Tasks to carry out
- a) In the Ambuja Cements excerpt, condense the paragraph beginning "Ambuja has increased its FY28 capacity target" into a short bulleted list that keeps its main facts.
- b) Extend the Ambuja Cements excerpt with a few more sentences, picking up right after its final sentence.

Document excerpt

Vinod Bahety, Whole-Time Director and CEO, Ambuja Cements, said, “This quarter has been noteworthy for the cement industry. Despite headwinds from prolonged monsoons, the sector stands to benefit from several favourable developments, including GST 2.0 reforms, the Carbon Credit Trading Scheme (CCTS), and the withdrawal of coal cess. Our capacity expansion is well timed to capitalise on this positive momentum.”
Ambuja has increased its FY28 capacity target by 15 MTPA — from 140 MTPA to 155 MTPA — through debottlenecking initiatives that will come at a lower capital expenditure of USD 48 per metric tonne. The company also plans to enhance utilisation of its existing 107 MTPA capacity by 3 per cent through logistics infrastructure improvements.
To strengthen its product mix, Ambuja will install 13 blenders across its plants over the next 12 months to optimise production and increase the share of premium cement, improving realisations. These operational enhancements have already contributed to a 5 per cent reduction in cost of sales year-on-year, resulting in an EBITDA of Rs 1,060 per metric tonne and a PMT EBITDA of approximately Rs 1,189.

Dataset
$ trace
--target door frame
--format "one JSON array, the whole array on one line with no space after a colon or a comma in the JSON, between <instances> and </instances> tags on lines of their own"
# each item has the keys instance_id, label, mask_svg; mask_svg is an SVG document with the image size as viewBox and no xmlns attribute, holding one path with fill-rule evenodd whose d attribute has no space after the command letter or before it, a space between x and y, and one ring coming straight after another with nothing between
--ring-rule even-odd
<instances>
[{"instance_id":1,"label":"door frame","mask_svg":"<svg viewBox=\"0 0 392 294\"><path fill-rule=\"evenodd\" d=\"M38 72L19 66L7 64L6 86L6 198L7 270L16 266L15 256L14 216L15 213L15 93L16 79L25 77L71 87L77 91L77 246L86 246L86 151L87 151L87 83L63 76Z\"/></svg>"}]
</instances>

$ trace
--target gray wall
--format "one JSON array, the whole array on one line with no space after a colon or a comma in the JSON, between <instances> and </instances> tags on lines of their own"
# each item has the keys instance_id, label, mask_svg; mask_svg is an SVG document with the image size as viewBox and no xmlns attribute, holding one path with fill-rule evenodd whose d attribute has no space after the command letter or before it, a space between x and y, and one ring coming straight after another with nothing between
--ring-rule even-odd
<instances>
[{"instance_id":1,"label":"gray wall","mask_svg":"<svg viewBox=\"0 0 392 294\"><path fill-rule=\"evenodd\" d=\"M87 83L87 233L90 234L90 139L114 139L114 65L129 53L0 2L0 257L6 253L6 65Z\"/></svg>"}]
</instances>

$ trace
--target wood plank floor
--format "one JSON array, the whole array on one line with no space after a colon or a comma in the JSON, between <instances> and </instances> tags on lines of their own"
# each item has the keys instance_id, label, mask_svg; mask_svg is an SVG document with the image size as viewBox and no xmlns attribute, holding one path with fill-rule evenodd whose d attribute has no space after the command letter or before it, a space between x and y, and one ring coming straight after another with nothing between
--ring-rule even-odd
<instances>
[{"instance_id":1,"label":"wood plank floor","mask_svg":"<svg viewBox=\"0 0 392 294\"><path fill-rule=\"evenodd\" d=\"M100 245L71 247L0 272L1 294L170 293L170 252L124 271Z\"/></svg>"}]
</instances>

Responses by task
- a)
- FY28 capacity target raised by 15 MTPA, from 140 MTPA to 155 MTPA, through debottlenecking.
- Capital expenditure for this expansion is lower, at USD 48 per metric tonne.
- Utilization of the existing 107 MTPA capacity to rise by 3 percent through logistics infrastructure improvements.

- b)
Looking ahead, the company remains optimistic about achieving double-digit revenue growth and maintaining four-digit PMT EBITDA through FY26. Ambuja aims to reduce total cost to Rs 4,000 per metric tonne by the end of FY26 and further by 5 per cent annually to reach Rs 3,650 per metric tonne by FY28.
Bahety added, “Our Cement Intelligent Network Operations Centre (CiNOC) will bring a paradigm shift to our business operations. Artificial Intelligence will run deep within our enterprise, driving efficiency, productivity, and enhanced stakeholder engagement across the value chain.”